**The problem**. Copy every line in the entries below that contains the string "coords".

**Given entries**.
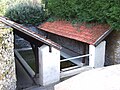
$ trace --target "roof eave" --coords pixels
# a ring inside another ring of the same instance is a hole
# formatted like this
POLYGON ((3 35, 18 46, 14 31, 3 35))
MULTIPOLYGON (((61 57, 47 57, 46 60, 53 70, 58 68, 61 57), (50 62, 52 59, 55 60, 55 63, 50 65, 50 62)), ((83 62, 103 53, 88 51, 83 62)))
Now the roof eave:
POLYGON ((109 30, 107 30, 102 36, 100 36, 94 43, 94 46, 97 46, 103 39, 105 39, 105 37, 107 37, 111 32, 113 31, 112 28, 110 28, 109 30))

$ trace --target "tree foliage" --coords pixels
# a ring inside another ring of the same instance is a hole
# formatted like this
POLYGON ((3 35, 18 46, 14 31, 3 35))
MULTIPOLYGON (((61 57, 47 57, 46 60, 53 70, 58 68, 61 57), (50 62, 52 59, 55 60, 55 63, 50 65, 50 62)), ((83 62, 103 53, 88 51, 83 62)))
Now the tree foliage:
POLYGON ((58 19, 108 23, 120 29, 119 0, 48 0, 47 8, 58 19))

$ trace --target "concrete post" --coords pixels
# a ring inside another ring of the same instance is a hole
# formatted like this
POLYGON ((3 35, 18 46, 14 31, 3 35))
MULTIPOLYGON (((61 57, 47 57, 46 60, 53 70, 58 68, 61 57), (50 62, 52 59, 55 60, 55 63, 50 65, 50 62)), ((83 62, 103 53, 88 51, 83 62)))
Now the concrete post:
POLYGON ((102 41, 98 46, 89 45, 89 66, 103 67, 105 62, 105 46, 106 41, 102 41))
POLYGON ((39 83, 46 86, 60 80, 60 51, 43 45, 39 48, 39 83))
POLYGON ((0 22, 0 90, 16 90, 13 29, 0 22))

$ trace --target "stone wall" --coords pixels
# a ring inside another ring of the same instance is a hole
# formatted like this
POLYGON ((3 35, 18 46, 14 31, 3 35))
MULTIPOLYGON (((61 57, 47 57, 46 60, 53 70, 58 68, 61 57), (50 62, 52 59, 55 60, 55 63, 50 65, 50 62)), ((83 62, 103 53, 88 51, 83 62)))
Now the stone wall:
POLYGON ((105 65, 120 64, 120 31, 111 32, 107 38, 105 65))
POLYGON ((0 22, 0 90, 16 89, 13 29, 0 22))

**Task output**.
$ trace --target "roof eave" --coords pixels
$ trace --target "tree foliage" --coords pixels
$ trace --target "concrete post" --coords pixels
$ trace --target "stone wall" --coords pixels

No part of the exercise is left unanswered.